§ Daten zur Koordinatenannotation
==*==

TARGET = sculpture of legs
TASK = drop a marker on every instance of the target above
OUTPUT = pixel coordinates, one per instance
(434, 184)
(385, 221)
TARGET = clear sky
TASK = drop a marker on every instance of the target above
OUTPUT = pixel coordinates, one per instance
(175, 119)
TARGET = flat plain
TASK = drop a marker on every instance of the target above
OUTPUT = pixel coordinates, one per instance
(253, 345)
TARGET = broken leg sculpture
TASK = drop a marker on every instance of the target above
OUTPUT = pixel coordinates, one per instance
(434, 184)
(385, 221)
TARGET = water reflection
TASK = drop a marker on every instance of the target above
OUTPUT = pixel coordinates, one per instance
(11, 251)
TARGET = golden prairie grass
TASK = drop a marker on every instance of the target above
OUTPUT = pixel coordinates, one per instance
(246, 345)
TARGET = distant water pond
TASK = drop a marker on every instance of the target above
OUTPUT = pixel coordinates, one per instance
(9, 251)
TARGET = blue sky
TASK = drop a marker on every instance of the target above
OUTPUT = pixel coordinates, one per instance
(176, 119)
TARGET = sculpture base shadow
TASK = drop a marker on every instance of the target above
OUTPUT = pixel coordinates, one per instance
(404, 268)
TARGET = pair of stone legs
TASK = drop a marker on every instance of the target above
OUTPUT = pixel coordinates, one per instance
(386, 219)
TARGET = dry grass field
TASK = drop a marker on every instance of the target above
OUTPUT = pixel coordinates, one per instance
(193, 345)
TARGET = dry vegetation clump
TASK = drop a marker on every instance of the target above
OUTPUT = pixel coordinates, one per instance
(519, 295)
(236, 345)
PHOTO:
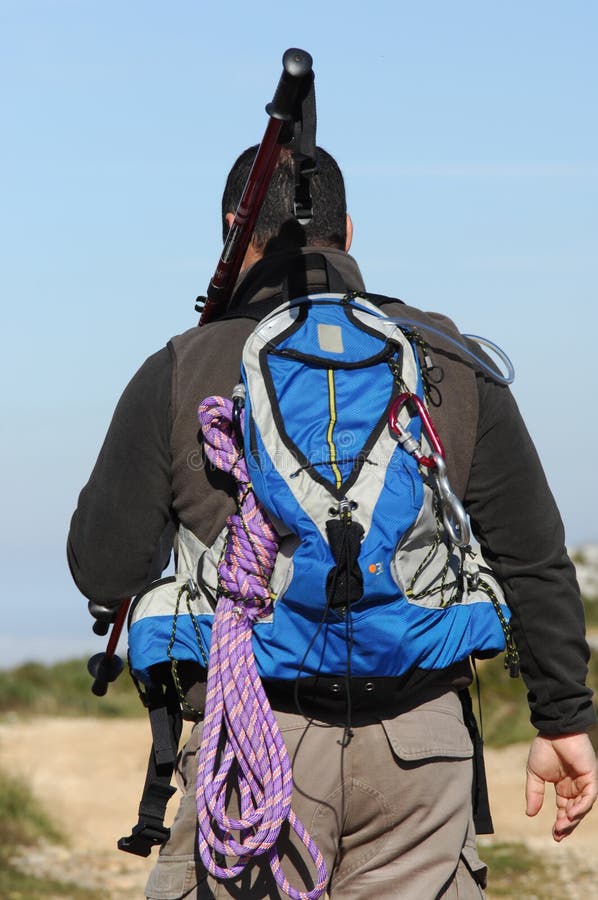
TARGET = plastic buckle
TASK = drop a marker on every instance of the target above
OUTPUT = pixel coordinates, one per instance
(143, 837)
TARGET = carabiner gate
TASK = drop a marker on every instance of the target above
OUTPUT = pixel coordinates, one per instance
(405, 437)
(454, 516)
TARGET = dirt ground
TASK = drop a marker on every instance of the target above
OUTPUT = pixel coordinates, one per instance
(89, 774)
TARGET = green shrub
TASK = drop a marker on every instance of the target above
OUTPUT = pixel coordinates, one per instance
(516, 871)
(64, 689)
(23, 823)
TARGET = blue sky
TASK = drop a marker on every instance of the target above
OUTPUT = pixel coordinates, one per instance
(467, 134)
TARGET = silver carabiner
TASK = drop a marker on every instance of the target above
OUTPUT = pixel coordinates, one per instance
(453, 515)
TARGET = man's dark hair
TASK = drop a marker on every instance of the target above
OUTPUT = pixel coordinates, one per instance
(276, 225)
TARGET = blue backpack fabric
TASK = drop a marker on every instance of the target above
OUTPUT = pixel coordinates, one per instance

==*==

§ Aufgabe
Gib die obigen Daten Zeile für Zeile als nummerierte Liste aus. Lass dabei Leerzeilen und Bildverweise weg.

§ Ergebnis
1. TARGET = sculpture of legs
2. TASK = drop a marker on every instance of the target above
3. OUTPUT = pixel coordinates, one per instance
4. (434, 184)
5. (385, 221)
6. TARGET = clear sky
7. TASK = drop a marker on every instance of the target above
8. OUTPUT = pixel coordinates, one per instance
9. (175, 119)
10. TARGET = flat plain
11. TASK = drop a marker on every instance of the target above
12. OUTPUT = pixel coordinates, one per instance
13. (253, 345)
14. TARGET = broken leg sculpture
15. TASK = drop a marker on every instance of the target above
16. OUTPUT = pixel coordinates, one per instance
17. (434, 184)
18. (385, 221)
19. TARGET = water reflection
20. TASK = drop a marker on every instance of the target above
21. OUTPUT = pixel coordinates, one per instance
22. (11, 251)
23. TARGET = golden prairie grass
24. TASK = drop a marker on every instance of the target above
25. OUTPUT = pixel coordinates, one per instance
26. (246, 345)
27. TARGET = distant water pond
28. TASK = drop a marker on every instance of the target above
29. OUTPUT = pixel coordinates, one per instance
30. (9, 251)
31. TARGET = blue sky
32. TASK = drop a marker on every instance of the target above
33. OUTPUT = pixel coordinates, one per instance
34. (176, 119)
35. TARGET = sculpture base shadow
36. TASK = drop a marker on every instance of the target above
37. OUTPUT = pixel coordinates, one per instance
38. (404, 268)
39. TARGET = pair of stone legs
40. TASK = drop a marker on every instance of the target above
41. OUTPUT = pixel coordinates, one per instance
42. (386, 219)
43. TARGET = dry grass field
44. TASK = drop a marker on every instance of the target above
45. OUTPUT = pixel coordinates, one per instance
46. (193, 345)
47. TARGET = dry vegetation clump
48. TASK = drop a marker on every instance of the target above
49. OUTPUT = pixel coordinates, one per instance
50. (519, 295)
51. (236, 345)
52. PHOTO:
53. TARGET = plastic buckle
54. TASK = drop a marker on every instance of the target above
55. OUTPUT = pixel coordinates, one per instance
56. (143, 837)
57. TARGET = carabiner gate
58. TASK = drop a marker on every instance of the target above
59. OUTPUT = pixel coordinates, one per instance
60. (405, 437)
61. (454, 516)
62. TARGET = dirt ground
63. TASK = drop a marker on every instance of the target above
64. OUTPUT = pixel coordinates, one per instance
65. (89, 774)
66. TARGET = green shrub
67. TASK = drop a marker on every instance of the target above
68. OUTPUT = pixel coordinates, one per instance
69. (516, 871)
70. (64, 689)
71. (23, 823)
72. TARGET = blue sky
73. TASK = drop a marker on every instance of the target above
74. OUTPUT = pixel coordinates, one per instance
75. (467, 134)
76. TARGET = silver carabiner
77. TASK = drop a marker on every instance of the target above
78. OUTPUT = pixel coordinates, one per instance
79. (453, 515)
80. TARGET = man's dark hair
81. TASK = drop a marker on every instance of the target above
82. OUTPUT = pixel coordinates, one per instance
83. (276, 225)
84. TARGET = blue backpack fabric
85. TASK = drop a marker on every instance of the target above
86. OUTPUT = pixel coordinates, one per instance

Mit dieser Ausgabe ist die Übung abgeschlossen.